[Extract to read]
>> BEGIN

# commercial retrofit



## dolby (Mar 15, 2015)

I have to create a proposal for a project to convert 108 florescent fixtures into led.
the current lights use this bulb setup

the existing cut out is 4.5-4.75" wide.

Any brand I should look at? I have dealt with cooper halo in the residential area but nothing led wise in the commercial.


----------



## dolby (Mar 15, 2015)

one more thing to add the vast majority of the lights are in suspended 2'x2' tiles


----------



## Black Dog (Oct 16, 2011)

dolby said:


> I have to create a proposal for a project to convert 108 florescent fixtures into led.
> the current lights use this bulb setup
> 
> the existing cut out is 4.5-4.75" wide.
> ...


How about these... http://www.cree.com/Lighting/Products/Indoor/Downlights-US/CR-Series

Welcome to ET.....:thumbsup:


----------



## randolph333 (Feb 10, 2015)

I've seen Schneider's Indy downlights used by designers I respect. Sometimes they also used Juno residential fixtures; if they work, I can't see why not.


----------



## dolby (Mar 15, 2015)

I only have a few concerns
1. if I could find a bulb that directly replaces the cfl bulb that is in there I would look at that. I have yet to find a 4 pin led replacement.
2. Looks to be a direct replacement not a retrofit that I stated before. 
Using the existing hole size is a issue at the moment, I could upgrade to 6" but I don't know if it is a good choice. Most I have seen needs a 4 1/4 hole.
3. Most are in suspended ceiling while some is in drywall. I don't know if we can access the drywall through the suspended ceiling.
Can the suspended ceiling support the weight of the fixture?

our supplier has a lighting expert that I am going to have a chat with tomorrow before I head to the site to get a real good in depth review of what we are dealing with.


on a side note standard t8 led replacements, I have seen some that use the existing ballast and some that are direct wired. Any idea what is the better option?


----------



## gmihok (Apr 29, 2013)

*Helen Lamp*

http://www.lunera.com/helenlamp_g24q/

See link above.


----------



## ElectricalDesignerIA (Mar 17, 2015)

I would think the Cree retrofit would perform better than a bulb replacement.


----------



## dolby (Mar 15, 2015)

$5700 to replace all 108 to led. Only saves 5 watts per bulb. 
Roughly 500 in savings a year. I would say not worth it.
Gotta find a direct replacment now


----------



## dolby (Mar 15, 2015)

This is tough. All though most replacments I have seen are a direct down light the lumens output for the wattage is the same if not worse. Not by much. Maybe in a year or so it will be better


----------



## ElectricalDesignerIA (Mar 17, 2015)

There are a few other aspects to include in a payback analysis other than energy saved. The cost of the CFL's you would be replacing plus the lighting maintenance labor. Also you might have some rebates offered by your utility company.


----------



## Lighting Retro (Aug 1, 2009)

gmihok said:


> http://www.lunera.com/helenlamp_g24q/
> 
> See link above.


I was going to mention the same thing. The only thing I don't like is leaving the existing ballast in place. Ideally a new system is better but it will be more costly. 

Most trim kits work with an edison base adaptor. I've yet to see one with a 2 or 4 pin adaptor, so likely you'll need to remove the socket, bypass the ballast, and hardwire your new solution in place if you choose to use an after market LED trim ring.


----------

>> END

[Directive 1]
In the records, rewrite the lines from the line with "Request = locate the windshield in" to the end of the records, replacing "Target" with "Label" and leaving everything else unchanged.
The thread and the records have no connection to each other.

[Supplied information]

>> BEGIN

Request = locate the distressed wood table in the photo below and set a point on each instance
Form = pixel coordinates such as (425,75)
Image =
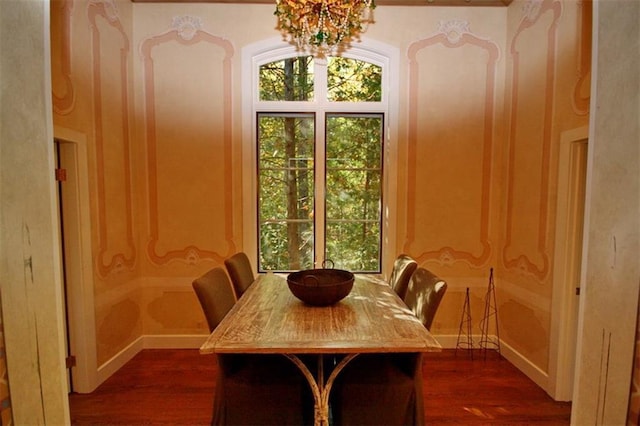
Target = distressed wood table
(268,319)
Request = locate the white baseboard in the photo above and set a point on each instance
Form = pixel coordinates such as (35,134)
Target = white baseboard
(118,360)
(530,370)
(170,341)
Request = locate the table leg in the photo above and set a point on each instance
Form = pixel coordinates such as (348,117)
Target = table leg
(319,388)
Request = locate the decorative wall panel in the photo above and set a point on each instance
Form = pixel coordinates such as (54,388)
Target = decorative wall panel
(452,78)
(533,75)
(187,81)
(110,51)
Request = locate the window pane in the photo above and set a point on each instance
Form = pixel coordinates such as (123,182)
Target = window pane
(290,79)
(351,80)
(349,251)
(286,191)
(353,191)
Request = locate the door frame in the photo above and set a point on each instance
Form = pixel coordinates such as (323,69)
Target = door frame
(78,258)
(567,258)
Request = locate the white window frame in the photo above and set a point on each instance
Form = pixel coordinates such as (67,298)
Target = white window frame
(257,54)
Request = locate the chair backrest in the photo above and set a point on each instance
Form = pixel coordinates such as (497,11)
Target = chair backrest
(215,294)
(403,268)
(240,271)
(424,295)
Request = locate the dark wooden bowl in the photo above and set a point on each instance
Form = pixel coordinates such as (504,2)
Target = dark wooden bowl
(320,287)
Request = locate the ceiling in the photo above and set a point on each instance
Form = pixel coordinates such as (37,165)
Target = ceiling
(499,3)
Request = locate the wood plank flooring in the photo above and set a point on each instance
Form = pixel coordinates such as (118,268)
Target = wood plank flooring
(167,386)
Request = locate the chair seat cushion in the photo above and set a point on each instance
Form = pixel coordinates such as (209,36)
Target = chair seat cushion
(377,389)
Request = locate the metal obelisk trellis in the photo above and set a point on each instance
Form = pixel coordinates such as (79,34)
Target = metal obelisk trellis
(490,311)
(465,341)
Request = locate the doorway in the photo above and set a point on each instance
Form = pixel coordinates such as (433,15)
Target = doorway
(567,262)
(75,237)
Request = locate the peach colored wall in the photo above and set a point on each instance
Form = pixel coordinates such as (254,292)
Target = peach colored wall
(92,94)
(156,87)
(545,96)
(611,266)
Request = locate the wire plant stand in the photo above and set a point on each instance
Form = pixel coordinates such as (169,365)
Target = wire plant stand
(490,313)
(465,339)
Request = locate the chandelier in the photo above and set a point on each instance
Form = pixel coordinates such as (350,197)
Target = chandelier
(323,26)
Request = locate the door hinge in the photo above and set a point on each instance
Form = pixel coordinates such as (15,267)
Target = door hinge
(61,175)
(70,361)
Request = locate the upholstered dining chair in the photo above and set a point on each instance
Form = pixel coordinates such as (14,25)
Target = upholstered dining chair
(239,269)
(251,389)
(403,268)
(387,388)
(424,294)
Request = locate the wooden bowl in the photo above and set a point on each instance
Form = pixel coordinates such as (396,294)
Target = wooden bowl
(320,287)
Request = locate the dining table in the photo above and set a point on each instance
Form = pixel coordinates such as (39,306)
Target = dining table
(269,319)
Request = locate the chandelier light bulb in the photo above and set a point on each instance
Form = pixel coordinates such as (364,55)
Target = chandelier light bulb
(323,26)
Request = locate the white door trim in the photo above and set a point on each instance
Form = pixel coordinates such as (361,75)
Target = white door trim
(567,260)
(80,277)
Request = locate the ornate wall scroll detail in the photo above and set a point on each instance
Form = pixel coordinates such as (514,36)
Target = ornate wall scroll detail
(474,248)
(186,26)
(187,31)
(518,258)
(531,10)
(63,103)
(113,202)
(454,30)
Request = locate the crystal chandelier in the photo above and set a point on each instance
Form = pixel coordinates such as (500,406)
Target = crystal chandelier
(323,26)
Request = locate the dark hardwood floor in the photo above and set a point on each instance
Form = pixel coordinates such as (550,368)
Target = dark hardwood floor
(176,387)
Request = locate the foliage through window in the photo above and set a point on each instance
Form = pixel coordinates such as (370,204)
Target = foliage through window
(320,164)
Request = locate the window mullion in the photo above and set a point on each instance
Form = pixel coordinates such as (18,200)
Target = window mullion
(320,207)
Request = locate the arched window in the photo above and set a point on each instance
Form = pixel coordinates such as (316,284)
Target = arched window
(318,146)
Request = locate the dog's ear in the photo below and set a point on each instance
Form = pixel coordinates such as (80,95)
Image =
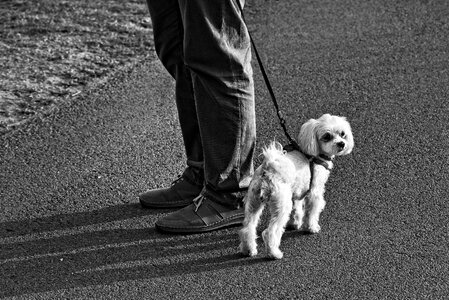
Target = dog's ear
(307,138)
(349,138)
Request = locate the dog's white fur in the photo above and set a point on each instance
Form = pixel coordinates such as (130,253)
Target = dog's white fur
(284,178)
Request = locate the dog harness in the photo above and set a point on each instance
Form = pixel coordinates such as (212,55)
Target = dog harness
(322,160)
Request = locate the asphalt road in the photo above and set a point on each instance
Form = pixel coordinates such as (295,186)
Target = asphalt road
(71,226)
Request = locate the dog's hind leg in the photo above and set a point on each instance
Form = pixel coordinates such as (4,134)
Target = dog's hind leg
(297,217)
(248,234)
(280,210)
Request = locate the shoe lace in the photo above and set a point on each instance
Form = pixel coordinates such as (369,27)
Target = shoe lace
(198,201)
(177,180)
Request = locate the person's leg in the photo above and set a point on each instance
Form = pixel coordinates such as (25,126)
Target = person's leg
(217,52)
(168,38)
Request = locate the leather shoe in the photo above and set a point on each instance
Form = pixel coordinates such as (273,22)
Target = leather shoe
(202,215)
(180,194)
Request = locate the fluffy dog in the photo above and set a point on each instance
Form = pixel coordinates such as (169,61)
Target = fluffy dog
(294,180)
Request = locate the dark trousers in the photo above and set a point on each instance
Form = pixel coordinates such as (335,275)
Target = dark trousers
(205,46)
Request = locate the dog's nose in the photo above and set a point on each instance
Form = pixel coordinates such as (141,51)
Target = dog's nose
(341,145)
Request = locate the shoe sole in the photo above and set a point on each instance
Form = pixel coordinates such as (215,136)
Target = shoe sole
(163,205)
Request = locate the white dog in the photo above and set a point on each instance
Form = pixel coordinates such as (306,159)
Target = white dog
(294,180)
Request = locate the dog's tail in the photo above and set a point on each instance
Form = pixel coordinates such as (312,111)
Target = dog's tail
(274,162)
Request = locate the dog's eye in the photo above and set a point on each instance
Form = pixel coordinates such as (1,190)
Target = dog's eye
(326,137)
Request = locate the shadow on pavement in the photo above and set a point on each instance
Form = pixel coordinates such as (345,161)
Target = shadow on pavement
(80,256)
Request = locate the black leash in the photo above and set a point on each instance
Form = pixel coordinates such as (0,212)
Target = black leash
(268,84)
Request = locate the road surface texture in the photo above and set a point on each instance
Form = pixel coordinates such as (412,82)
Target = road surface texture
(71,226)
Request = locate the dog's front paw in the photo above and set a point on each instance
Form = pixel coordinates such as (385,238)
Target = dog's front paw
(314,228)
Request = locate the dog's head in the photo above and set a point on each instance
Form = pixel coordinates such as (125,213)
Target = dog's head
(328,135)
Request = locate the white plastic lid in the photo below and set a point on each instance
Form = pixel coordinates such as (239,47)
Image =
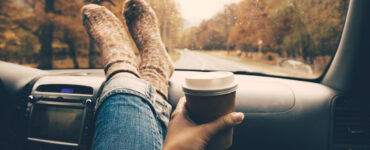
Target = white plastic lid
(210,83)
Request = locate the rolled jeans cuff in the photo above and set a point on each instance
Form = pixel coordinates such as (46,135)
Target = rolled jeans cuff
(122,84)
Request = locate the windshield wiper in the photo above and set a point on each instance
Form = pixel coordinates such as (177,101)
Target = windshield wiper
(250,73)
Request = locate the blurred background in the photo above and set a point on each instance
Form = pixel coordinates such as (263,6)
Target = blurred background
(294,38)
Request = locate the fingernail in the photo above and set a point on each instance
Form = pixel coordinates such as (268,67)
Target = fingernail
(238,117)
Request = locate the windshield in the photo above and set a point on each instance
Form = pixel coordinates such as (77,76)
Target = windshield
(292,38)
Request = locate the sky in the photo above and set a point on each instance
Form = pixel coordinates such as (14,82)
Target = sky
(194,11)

>> END

[Directive 2]
In the commercial retrofit thread, why does dolby conclude that replacing all 108 fixtures with LED is not worth it?

[Task output 1]
Request = locate the windshield in the photo above and set a point on each instance
Form = pixel coordinates such as (77,76)
Label = windshield
(292,38)
Request = locate the sky in the photo above and set a point on each instance
Form = pixel coordinates such as (14,82)
Label = sky
(194,11)

[Task output 2]
The replacement would cost $5700 but would save only 5 watts per bulb. That comes to roughly 500 in savings a year.